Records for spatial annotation
□ □ □ □ □ □ □
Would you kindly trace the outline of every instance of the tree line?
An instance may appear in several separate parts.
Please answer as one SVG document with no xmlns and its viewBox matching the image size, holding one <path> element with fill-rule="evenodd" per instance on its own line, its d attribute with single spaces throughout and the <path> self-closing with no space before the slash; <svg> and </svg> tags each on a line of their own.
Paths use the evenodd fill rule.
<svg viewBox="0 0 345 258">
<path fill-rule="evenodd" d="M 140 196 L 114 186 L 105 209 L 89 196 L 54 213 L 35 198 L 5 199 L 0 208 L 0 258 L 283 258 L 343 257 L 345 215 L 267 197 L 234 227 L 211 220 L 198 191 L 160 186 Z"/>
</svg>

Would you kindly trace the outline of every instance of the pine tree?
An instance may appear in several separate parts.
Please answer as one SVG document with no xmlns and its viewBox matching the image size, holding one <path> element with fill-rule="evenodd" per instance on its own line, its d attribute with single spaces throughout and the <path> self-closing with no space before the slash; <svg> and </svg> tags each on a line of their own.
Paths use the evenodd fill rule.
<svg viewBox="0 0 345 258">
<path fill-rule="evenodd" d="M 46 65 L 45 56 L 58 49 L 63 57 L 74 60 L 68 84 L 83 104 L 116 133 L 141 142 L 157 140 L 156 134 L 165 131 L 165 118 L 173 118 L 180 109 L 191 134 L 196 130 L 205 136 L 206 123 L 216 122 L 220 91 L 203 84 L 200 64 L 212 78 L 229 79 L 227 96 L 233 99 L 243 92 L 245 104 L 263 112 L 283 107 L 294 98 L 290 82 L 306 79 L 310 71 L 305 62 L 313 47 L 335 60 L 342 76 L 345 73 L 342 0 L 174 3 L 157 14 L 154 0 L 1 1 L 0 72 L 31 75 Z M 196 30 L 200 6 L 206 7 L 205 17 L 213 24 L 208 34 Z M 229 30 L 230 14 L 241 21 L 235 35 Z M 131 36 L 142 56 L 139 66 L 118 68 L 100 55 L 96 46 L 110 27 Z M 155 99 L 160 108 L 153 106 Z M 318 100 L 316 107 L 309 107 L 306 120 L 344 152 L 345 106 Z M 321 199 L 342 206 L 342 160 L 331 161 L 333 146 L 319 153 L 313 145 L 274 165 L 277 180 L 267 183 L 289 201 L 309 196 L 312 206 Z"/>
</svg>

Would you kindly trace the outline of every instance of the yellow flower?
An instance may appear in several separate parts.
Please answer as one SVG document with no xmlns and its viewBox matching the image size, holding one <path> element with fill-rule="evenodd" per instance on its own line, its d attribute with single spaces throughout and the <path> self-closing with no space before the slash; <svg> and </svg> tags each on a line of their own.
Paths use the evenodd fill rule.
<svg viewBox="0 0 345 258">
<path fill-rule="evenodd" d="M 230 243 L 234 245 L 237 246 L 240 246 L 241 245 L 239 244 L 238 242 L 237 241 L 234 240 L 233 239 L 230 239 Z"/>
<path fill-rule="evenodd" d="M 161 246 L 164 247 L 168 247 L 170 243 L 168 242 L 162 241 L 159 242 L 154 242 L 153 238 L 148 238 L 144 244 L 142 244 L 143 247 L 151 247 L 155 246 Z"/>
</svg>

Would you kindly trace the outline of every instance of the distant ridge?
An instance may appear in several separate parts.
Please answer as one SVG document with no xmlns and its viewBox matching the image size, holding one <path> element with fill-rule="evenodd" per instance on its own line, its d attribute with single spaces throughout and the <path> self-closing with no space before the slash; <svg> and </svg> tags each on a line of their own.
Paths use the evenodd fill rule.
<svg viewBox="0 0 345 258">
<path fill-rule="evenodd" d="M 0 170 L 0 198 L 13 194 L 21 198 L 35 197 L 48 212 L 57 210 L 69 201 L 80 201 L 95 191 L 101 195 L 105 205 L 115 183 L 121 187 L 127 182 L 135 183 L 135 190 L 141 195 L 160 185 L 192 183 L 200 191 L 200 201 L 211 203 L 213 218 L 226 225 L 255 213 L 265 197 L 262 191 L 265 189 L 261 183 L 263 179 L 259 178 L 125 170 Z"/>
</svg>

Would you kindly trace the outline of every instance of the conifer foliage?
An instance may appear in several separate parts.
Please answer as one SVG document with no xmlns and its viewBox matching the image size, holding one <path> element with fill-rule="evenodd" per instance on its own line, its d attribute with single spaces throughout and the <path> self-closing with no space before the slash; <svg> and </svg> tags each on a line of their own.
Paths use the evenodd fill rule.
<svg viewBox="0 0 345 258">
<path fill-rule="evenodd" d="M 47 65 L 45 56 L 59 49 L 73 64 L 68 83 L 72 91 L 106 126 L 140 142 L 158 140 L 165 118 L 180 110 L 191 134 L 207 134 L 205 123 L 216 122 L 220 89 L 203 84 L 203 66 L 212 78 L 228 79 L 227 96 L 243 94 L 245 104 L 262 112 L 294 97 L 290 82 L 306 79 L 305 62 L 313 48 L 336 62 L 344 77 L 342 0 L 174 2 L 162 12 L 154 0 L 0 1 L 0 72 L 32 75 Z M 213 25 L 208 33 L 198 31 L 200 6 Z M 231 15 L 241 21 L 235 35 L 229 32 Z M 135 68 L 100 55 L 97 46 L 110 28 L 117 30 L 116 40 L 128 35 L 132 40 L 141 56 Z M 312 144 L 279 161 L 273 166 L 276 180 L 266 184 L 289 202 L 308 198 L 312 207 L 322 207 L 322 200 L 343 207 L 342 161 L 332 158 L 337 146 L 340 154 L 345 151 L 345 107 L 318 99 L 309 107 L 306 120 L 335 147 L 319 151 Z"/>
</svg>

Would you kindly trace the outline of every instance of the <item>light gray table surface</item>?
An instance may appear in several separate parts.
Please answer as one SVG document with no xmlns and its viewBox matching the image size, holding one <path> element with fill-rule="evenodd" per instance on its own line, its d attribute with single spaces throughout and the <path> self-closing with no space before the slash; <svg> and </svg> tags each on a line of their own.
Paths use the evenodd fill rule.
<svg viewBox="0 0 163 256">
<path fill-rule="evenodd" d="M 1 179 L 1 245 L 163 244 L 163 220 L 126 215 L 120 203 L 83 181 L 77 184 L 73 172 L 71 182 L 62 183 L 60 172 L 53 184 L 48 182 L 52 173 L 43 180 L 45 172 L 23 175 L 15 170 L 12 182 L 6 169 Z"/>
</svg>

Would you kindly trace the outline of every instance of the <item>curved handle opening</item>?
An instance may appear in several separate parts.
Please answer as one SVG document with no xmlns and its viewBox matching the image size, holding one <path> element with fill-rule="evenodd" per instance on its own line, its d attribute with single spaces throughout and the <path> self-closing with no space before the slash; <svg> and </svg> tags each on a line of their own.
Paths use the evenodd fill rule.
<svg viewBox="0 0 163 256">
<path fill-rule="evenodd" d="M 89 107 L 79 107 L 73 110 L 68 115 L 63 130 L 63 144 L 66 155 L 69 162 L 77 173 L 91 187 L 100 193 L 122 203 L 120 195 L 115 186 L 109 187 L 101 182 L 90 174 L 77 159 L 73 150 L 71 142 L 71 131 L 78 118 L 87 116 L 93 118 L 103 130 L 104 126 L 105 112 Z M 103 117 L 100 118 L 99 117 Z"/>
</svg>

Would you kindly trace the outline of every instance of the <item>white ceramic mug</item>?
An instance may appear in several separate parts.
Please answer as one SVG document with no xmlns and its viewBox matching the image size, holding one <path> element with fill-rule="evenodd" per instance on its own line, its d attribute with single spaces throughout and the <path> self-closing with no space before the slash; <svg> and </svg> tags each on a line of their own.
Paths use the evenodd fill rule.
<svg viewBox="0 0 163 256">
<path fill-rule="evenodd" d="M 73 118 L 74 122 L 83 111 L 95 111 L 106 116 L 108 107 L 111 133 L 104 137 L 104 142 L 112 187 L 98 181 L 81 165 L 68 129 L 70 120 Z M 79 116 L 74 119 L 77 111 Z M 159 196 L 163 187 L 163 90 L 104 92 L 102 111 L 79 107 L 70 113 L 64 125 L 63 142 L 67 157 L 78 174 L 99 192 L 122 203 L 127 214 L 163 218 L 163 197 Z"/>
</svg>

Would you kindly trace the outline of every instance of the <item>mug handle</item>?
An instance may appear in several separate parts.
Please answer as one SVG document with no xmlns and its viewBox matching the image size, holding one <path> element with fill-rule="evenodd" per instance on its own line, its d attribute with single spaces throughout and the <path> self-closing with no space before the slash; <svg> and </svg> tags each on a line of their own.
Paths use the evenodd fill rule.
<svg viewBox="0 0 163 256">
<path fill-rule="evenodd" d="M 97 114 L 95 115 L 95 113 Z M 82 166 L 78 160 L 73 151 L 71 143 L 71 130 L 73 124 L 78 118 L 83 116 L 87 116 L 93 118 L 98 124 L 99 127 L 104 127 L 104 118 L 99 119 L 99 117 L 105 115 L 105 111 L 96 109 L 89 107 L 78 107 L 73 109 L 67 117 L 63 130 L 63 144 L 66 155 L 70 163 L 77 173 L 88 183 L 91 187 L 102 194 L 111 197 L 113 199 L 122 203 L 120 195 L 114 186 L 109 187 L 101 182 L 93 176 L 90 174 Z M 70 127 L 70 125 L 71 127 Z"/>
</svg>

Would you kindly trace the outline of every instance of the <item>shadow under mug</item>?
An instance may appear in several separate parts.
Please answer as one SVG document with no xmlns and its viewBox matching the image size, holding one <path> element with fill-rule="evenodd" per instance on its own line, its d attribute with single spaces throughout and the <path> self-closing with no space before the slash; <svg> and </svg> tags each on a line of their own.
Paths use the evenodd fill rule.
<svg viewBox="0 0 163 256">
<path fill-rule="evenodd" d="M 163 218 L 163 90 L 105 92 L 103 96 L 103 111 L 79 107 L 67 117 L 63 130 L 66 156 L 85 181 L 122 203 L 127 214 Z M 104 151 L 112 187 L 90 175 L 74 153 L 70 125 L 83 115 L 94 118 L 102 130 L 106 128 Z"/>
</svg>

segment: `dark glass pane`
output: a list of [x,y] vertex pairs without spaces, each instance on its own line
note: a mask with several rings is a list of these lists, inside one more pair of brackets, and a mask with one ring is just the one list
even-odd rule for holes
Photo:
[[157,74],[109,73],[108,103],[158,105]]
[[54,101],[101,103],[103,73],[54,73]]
□ □ □ □ □ □ □
— Brief —
State how many lines of the records above contain the word "kindly", giving the number alone.

— Final answer —
10